#### PROMPT
Going through the material below, please gather all lines with the word "tiled" in them.

[[ EXTRACTED DATA, beginning ]]

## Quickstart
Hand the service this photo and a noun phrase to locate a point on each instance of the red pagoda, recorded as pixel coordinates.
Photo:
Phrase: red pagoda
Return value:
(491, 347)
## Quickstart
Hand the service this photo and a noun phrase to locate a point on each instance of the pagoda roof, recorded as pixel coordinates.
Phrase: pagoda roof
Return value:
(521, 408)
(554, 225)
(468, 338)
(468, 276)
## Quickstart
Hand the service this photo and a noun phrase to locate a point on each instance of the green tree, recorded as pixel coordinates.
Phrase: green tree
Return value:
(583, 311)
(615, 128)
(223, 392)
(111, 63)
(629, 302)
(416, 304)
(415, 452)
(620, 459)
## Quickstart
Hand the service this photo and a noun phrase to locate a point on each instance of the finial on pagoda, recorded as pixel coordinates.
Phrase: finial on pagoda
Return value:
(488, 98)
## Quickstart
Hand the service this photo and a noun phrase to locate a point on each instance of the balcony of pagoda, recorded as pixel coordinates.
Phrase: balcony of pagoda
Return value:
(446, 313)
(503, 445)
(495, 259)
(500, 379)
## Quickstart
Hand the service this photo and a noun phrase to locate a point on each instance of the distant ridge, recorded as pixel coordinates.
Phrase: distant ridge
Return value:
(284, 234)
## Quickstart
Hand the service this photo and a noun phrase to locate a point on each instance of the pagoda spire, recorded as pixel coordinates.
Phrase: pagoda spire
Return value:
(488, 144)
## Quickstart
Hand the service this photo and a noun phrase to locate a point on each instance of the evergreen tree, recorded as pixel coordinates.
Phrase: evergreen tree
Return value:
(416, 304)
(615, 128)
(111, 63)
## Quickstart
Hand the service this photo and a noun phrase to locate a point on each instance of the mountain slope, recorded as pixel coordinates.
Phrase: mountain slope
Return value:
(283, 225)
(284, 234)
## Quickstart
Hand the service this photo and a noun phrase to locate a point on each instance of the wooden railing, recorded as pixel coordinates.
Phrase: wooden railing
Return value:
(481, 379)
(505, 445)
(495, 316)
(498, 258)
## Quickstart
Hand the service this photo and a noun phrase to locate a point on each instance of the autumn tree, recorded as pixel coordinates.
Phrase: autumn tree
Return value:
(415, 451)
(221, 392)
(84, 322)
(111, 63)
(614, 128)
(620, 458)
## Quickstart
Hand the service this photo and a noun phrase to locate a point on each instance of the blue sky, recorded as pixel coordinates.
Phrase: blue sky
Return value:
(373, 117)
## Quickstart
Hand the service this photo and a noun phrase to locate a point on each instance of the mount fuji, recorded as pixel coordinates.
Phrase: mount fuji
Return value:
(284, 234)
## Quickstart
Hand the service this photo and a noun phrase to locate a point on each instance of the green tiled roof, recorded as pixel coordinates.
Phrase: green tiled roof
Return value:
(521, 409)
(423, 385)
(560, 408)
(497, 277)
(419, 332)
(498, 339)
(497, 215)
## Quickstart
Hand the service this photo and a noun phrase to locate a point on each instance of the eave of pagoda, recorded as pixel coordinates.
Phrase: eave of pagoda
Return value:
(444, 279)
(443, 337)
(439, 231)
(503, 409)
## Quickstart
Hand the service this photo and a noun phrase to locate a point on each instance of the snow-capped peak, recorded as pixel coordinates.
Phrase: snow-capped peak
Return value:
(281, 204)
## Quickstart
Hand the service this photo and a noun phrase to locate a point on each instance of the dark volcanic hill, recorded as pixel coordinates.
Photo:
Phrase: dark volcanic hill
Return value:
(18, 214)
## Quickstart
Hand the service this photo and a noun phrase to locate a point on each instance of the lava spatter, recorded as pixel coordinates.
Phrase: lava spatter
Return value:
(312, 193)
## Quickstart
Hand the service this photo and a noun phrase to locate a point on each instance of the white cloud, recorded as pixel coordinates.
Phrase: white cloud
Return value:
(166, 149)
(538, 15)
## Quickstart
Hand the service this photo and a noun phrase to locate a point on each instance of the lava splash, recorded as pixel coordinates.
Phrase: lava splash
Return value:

[[ EXTRACTED DATA, end ]]

#### TASK RESULT
Hand the service this photo and a noun phrase to locate a point on each instance of the green tiled roof, recorded as pixel coordinates.
Phrase: green tiled roof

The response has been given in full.